**Your goal**
Retype the records from the line containing "908L1134 890L1116 913L1128" through the line containing "positive clicks: (1166, 1069)", keeping every character unchanged.

**Extracted entries**
####################

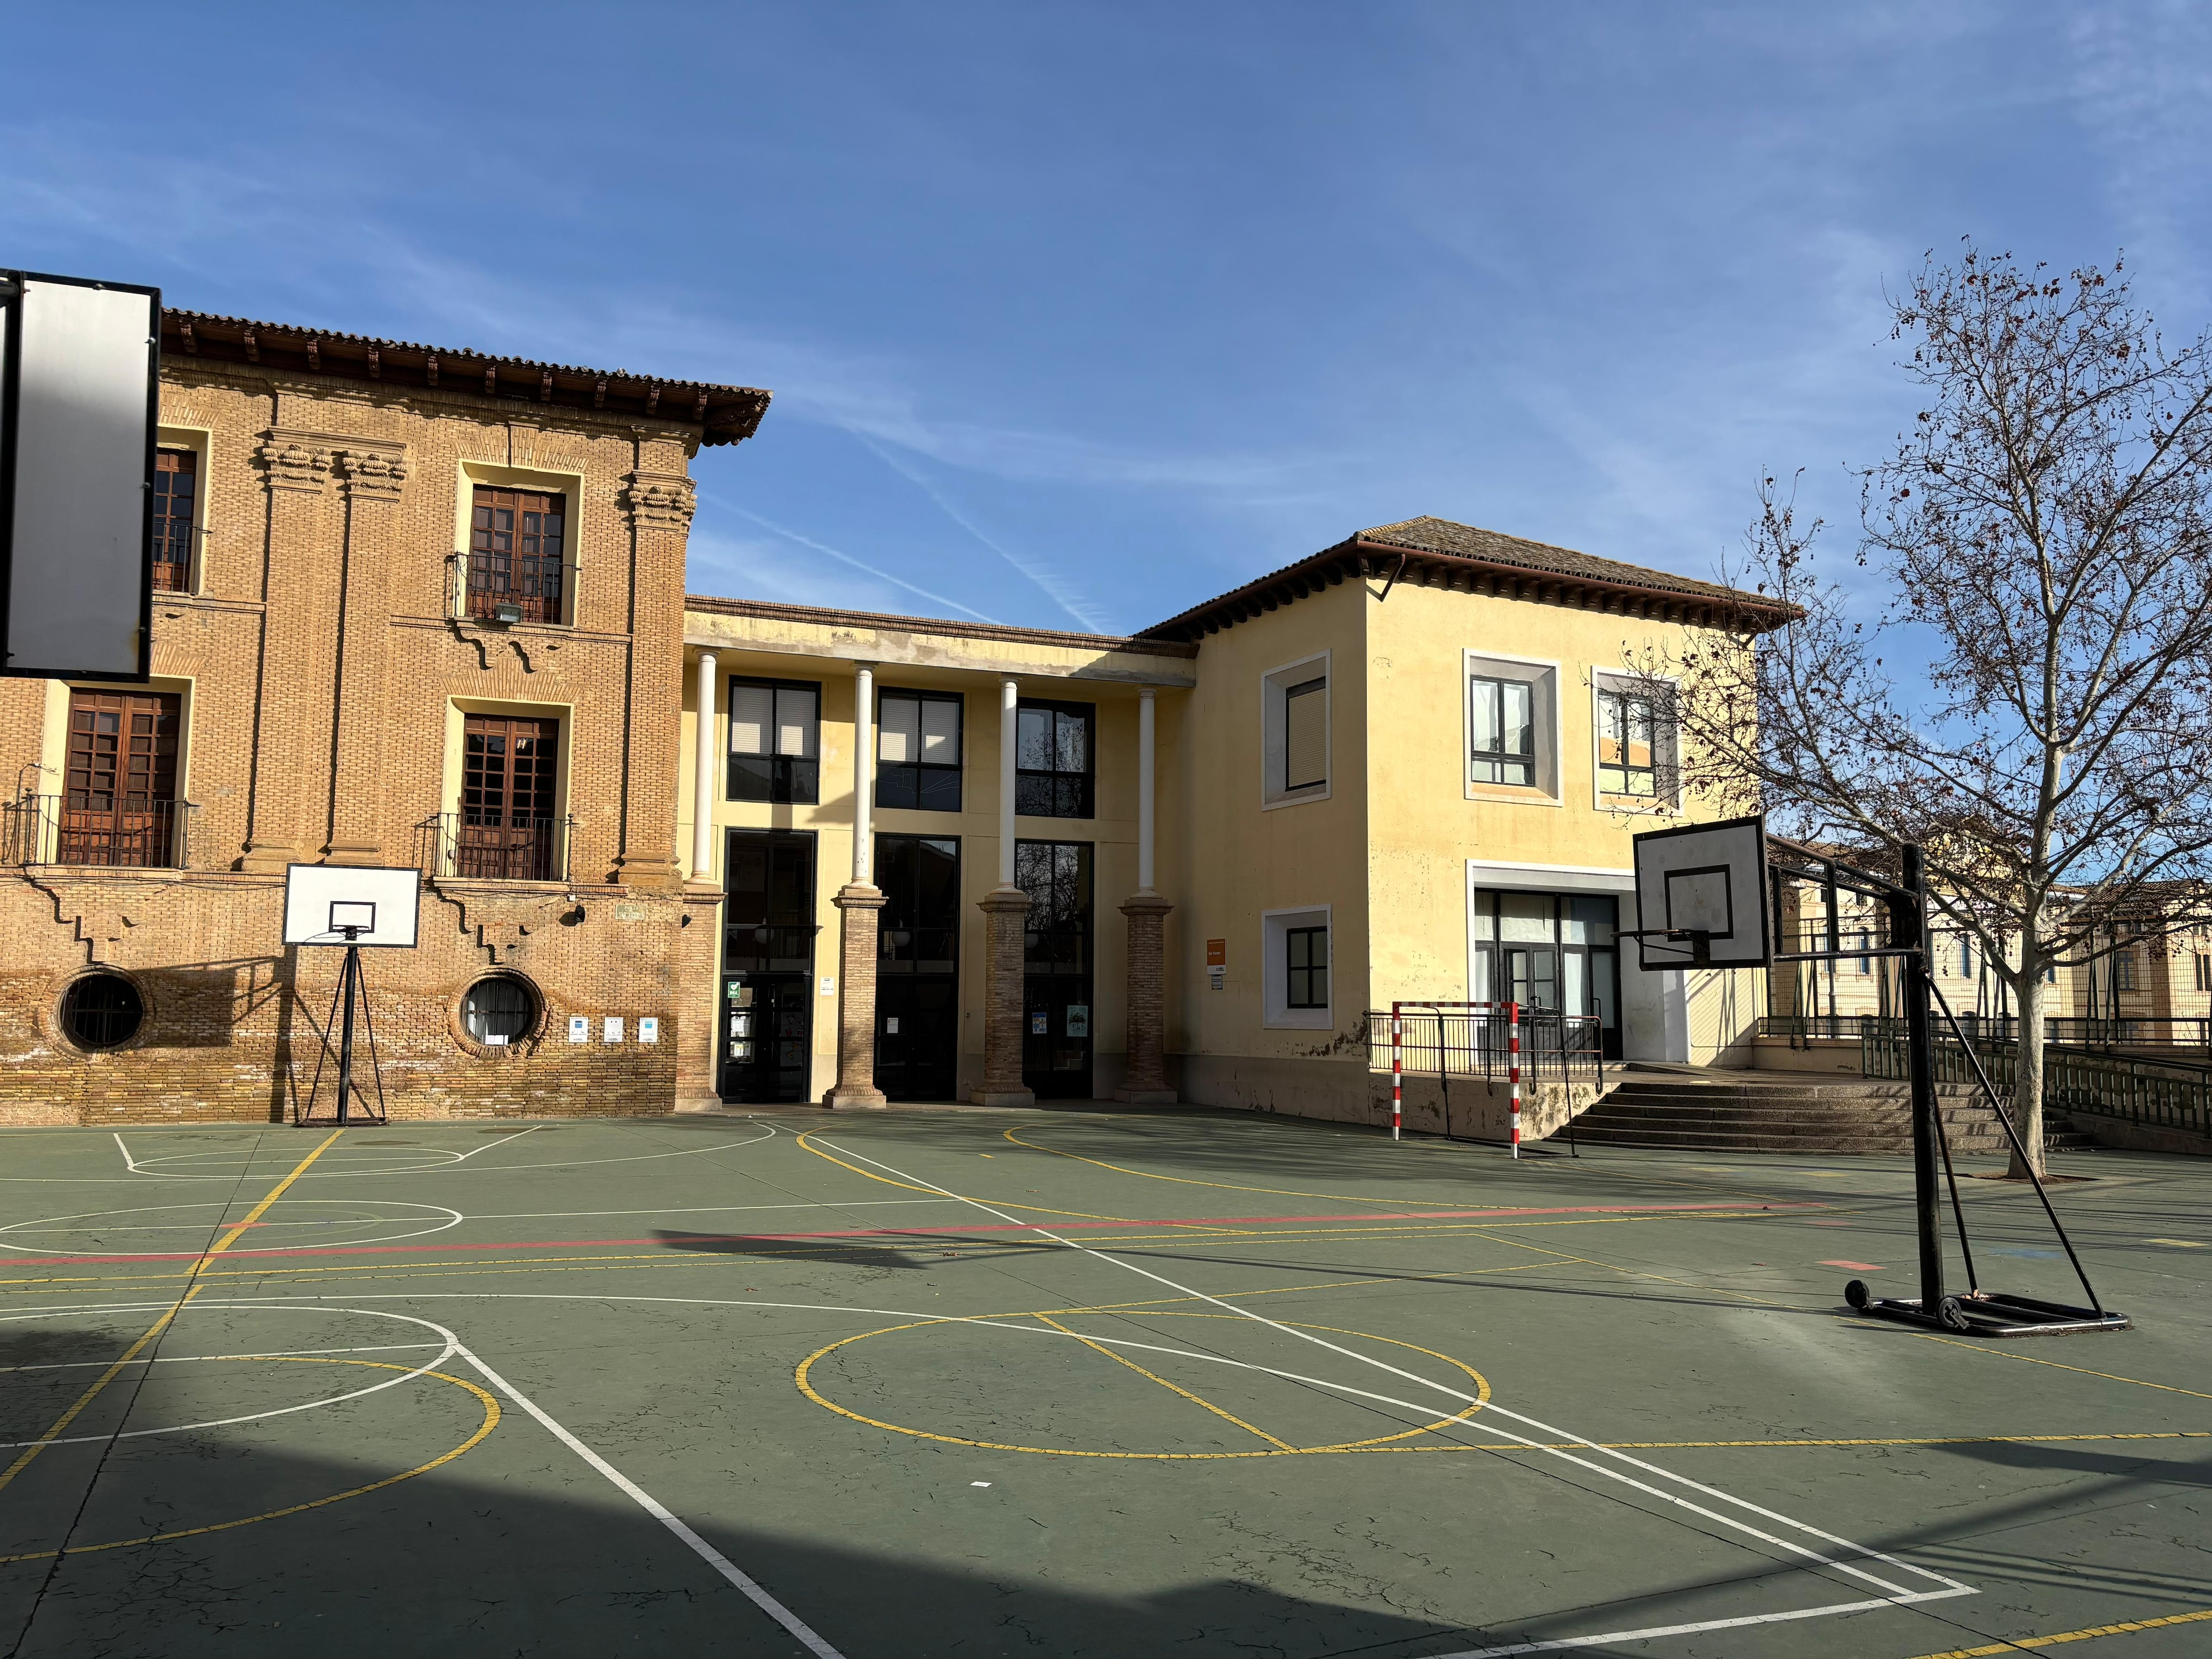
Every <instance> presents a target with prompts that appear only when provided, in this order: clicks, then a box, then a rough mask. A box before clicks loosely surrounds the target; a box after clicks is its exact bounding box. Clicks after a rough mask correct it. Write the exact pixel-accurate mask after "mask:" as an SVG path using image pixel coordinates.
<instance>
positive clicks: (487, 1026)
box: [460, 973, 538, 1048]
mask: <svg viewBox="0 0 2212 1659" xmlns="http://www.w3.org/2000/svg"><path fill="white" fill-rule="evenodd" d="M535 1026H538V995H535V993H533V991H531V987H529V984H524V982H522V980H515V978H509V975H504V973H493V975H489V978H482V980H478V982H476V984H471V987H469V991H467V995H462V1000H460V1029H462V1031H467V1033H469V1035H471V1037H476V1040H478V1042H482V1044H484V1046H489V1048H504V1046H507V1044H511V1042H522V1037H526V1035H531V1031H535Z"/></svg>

####################

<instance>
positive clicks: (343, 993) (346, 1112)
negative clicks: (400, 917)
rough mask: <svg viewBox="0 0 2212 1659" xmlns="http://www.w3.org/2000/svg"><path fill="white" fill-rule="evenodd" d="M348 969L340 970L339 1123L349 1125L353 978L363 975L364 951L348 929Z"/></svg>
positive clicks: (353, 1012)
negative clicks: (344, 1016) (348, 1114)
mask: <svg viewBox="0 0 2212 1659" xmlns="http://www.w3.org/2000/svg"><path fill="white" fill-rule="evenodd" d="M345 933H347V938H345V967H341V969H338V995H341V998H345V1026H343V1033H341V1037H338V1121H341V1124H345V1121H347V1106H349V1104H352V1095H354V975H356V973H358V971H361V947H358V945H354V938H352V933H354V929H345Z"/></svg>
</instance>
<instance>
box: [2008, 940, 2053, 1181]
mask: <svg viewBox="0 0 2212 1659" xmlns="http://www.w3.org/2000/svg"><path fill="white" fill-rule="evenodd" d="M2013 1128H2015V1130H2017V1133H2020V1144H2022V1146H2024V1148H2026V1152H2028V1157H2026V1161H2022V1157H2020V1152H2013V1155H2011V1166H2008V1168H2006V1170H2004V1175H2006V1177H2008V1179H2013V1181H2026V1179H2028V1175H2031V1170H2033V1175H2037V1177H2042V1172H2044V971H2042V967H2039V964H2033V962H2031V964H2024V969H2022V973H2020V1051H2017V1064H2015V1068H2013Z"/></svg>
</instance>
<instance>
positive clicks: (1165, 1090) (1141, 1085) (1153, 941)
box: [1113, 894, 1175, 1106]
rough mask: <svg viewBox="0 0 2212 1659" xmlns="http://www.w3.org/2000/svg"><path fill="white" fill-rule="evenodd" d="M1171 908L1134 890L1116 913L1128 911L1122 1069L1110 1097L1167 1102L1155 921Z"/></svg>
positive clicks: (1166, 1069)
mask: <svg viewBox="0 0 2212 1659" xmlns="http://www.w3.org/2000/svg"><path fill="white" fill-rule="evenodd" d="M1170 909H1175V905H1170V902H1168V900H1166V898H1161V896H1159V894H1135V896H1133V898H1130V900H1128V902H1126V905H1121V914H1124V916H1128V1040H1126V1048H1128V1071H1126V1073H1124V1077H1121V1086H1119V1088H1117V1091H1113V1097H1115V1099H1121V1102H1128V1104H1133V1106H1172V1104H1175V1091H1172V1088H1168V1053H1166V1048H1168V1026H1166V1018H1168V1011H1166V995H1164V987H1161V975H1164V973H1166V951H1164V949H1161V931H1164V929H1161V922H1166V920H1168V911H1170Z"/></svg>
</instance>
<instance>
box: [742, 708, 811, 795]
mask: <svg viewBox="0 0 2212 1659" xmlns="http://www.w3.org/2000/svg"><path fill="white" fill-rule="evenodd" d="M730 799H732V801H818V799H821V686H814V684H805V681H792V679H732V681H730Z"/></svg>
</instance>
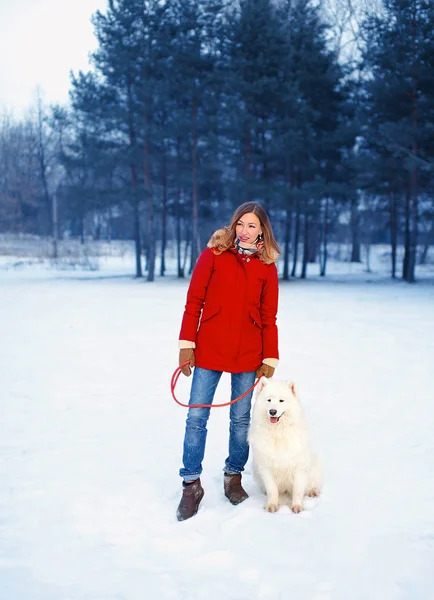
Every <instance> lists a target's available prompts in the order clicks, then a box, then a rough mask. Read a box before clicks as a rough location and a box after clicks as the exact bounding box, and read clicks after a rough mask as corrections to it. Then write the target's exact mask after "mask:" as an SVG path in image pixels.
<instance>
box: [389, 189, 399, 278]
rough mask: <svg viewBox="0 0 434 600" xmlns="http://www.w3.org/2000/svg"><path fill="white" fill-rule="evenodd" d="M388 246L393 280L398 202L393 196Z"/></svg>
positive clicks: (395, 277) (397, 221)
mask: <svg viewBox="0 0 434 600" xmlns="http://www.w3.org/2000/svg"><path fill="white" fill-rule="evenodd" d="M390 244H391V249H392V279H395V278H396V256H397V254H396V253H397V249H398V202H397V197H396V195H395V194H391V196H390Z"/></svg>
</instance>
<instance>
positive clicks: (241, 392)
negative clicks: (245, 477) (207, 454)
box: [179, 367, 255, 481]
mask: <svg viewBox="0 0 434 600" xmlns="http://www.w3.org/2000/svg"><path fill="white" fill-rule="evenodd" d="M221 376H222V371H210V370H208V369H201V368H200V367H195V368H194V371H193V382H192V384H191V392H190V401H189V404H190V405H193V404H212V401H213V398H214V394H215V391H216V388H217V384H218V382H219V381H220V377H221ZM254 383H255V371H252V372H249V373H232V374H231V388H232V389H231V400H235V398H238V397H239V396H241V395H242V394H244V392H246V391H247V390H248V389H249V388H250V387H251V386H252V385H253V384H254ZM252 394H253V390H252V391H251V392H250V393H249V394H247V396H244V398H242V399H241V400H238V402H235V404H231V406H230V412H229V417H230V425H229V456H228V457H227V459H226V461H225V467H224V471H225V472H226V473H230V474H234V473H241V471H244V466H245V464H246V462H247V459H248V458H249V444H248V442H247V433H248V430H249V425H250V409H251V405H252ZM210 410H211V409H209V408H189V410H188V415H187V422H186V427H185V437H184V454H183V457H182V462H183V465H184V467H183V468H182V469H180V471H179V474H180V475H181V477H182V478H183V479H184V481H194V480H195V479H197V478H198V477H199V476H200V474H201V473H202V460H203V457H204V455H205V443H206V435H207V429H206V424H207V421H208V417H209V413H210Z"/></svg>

####################

**Result of the task**
rough mask: <svg viewBox="0 0 2212 1659" xmlns="http://www.w3.org/2000/svg"><path fill="white" fill-rule="evenodd" d="M1171 908L1134 890L1116 913L1128 911L1122 1069L1110 1097L1167 1102L1155 921Z"/></svg>
positive clicks: (1166, 1069)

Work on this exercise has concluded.